=== DATA LINES ===

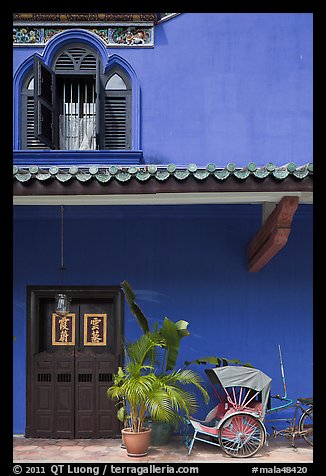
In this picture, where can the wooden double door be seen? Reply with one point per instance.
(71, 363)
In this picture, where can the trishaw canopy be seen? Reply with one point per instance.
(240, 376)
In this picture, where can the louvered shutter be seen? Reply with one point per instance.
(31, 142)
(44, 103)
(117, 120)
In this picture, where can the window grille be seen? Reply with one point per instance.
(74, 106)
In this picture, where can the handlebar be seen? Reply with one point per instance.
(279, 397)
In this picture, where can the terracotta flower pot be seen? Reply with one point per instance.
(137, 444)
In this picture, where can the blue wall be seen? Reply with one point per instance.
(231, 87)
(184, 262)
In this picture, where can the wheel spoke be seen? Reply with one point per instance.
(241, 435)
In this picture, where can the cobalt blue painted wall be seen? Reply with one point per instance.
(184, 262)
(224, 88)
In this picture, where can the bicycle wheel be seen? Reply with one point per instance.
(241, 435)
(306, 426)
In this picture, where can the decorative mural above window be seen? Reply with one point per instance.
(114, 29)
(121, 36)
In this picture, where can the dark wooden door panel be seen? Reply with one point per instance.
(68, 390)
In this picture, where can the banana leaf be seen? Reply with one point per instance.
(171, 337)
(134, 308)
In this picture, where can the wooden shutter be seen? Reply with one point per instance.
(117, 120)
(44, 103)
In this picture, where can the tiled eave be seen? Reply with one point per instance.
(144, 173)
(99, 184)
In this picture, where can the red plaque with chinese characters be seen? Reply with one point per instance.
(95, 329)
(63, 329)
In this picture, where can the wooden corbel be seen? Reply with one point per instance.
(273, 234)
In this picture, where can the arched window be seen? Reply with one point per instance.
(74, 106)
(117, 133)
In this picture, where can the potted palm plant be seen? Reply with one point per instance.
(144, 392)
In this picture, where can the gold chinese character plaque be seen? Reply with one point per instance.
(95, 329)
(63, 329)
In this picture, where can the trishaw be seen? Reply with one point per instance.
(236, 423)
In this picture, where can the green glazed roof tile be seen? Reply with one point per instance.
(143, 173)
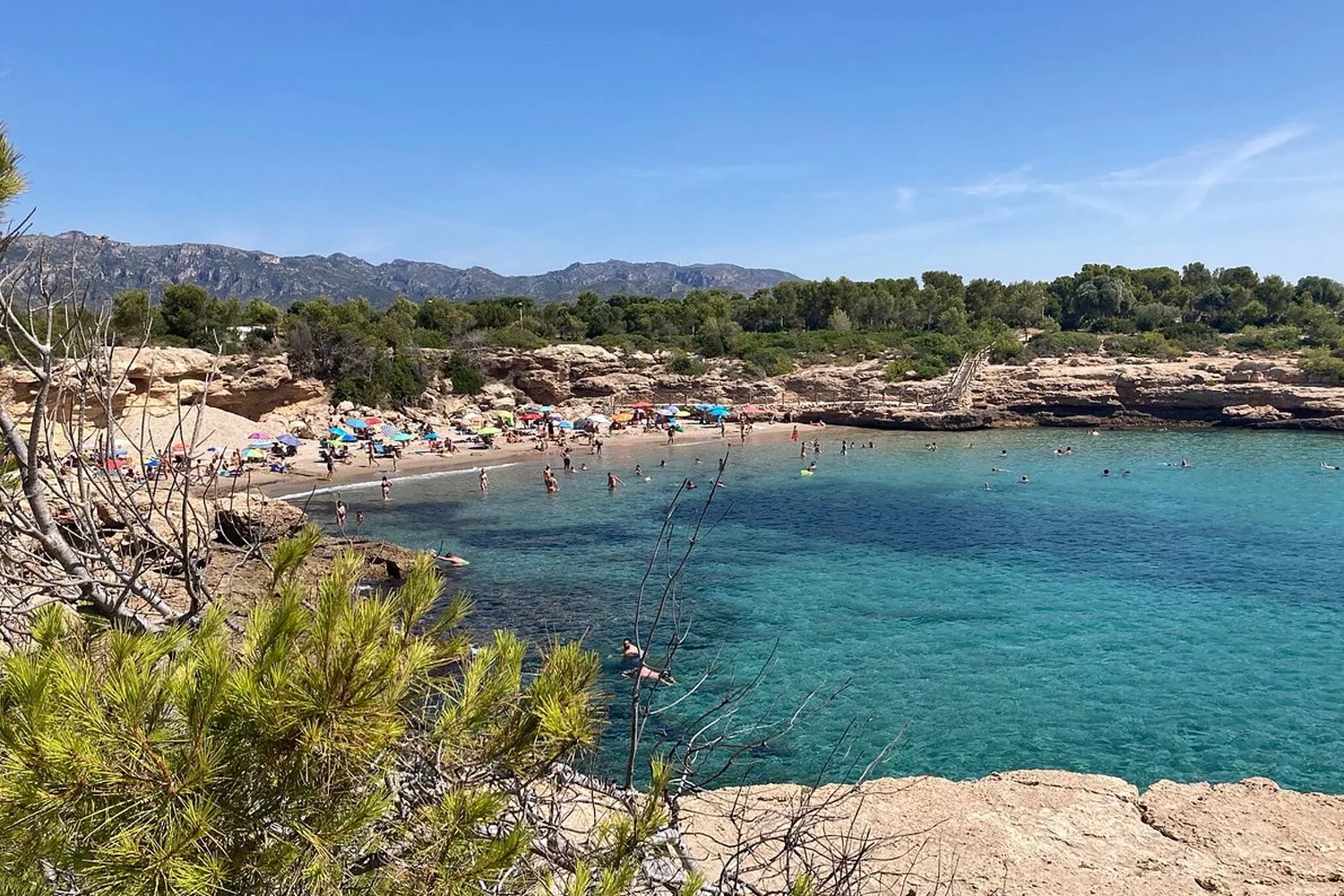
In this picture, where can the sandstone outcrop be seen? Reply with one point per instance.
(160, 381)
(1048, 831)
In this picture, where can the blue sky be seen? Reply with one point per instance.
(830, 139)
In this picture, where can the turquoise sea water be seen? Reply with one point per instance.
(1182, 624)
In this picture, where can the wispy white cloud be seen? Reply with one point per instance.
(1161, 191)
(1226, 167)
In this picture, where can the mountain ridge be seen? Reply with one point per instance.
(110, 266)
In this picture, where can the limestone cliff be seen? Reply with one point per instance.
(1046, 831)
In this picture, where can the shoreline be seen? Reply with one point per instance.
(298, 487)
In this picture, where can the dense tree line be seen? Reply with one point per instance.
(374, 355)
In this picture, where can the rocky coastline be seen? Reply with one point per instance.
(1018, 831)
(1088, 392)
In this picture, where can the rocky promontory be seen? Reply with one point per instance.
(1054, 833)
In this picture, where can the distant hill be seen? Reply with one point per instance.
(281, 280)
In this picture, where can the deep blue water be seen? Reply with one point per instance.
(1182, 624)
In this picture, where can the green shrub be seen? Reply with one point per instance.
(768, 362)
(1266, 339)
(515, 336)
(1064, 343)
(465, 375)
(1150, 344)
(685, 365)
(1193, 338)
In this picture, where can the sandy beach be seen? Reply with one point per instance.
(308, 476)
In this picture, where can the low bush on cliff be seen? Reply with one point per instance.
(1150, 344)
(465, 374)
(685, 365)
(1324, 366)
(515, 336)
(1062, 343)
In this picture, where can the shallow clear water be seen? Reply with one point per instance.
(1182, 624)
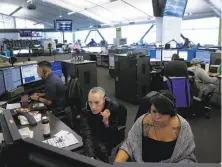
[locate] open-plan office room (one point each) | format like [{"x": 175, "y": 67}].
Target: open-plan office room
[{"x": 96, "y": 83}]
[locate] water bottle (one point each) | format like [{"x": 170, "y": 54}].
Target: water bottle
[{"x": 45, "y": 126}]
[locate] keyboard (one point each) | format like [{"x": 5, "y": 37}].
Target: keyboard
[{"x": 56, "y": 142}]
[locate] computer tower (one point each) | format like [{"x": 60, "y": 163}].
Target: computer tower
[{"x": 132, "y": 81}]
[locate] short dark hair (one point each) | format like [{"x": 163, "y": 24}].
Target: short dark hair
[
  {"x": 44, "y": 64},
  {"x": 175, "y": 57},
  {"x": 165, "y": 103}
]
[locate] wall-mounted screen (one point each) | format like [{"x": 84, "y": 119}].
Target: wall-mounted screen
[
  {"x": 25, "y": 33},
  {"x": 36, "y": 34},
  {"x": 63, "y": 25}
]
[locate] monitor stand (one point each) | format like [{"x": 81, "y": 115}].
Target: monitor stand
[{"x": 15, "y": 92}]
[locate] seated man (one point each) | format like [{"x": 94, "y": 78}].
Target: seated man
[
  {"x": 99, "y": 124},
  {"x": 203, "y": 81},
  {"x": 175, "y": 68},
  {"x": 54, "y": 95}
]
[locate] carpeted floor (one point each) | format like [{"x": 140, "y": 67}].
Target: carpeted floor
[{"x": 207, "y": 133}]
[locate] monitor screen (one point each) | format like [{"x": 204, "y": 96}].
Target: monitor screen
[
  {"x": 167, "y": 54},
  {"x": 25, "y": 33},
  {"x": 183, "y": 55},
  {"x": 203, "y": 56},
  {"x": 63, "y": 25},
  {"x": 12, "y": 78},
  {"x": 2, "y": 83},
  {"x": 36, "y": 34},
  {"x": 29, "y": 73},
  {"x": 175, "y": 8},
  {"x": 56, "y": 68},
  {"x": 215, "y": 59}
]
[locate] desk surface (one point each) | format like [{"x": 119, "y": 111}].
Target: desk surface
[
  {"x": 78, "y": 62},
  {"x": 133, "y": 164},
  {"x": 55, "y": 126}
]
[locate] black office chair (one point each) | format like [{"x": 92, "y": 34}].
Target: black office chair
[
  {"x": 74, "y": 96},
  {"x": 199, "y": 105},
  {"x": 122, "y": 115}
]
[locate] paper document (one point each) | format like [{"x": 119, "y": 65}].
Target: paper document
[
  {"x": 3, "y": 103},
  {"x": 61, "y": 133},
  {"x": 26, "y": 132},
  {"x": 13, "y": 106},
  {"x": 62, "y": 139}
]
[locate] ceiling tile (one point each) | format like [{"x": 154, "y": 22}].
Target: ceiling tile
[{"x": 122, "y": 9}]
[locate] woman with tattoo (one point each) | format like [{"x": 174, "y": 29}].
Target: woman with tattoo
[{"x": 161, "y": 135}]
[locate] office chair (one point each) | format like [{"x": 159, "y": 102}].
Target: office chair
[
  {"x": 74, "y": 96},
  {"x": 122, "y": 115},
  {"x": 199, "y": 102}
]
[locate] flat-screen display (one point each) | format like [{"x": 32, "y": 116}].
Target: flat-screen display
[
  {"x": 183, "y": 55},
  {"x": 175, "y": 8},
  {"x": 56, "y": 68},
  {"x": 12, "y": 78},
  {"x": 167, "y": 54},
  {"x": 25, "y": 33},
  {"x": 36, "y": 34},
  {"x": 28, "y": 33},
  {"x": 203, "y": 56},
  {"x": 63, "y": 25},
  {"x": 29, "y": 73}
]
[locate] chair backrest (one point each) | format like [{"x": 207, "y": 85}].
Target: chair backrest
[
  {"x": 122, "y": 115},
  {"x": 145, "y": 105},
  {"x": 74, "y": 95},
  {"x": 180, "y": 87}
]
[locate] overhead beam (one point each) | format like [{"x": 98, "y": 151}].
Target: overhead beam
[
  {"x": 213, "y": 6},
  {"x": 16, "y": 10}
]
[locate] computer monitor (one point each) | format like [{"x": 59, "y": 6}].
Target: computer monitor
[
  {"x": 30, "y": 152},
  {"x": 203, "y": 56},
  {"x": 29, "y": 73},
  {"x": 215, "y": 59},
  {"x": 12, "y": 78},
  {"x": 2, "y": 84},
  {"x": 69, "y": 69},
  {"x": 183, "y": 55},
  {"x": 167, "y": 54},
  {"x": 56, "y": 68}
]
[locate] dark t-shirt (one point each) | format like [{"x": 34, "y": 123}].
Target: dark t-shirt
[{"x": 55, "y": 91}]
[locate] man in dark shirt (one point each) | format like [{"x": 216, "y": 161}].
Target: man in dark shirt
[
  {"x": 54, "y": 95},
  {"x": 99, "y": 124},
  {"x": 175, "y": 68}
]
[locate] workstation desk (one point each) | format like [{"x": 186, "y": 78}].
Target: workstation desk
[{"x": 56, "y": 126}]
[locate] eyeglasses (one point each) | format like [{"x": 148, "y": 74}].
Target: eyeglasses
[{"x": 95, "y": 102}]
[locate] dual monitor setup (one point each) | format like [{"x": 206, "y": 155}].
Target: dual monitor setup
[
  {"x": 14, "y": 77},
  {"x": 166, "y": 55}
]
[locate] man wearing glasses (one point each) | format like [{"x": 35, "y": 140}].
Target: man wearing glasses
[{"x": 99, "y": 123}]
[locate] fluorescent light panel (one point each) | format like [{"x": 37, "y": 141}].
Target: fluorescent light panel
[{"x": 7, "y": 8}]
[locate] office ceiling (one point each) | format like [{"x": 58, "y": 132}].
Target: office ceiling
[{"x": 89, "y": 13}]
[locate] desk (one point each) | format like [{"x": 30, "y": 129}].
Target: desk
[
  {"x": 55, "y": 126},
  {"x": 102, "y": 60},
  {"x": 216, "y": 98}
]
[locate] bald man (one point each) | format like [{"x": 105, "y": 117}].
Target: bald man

=== EXERCISE DETAILS ===
Render everything in the listing from the line containing "In this picture, where can the gold" down to the line containing "(1048, 831)" as a two-column CSV headed text and answer, one row per text-and-answer pair, with each value in its own quoted field and line breaks replaced by spaces. Leave the pictures out.

=== SOLUTION ===
text,answer
"In this picture, where can the gold chinese character plaque be seen? Reply with one point per instance.","(95, 329) (63, 329)"
"In this picture, where can the trishaw be seen? Reply with one point per instance.","(236, 423)"
"In this picture, where can the green glazed roof tile be seen? Reply with one point per instance.","(143, 173)"
"In this picture, where can the sandstone outcrop be seen? Reply with one point per instance.","(160, 381) (1048, 831)"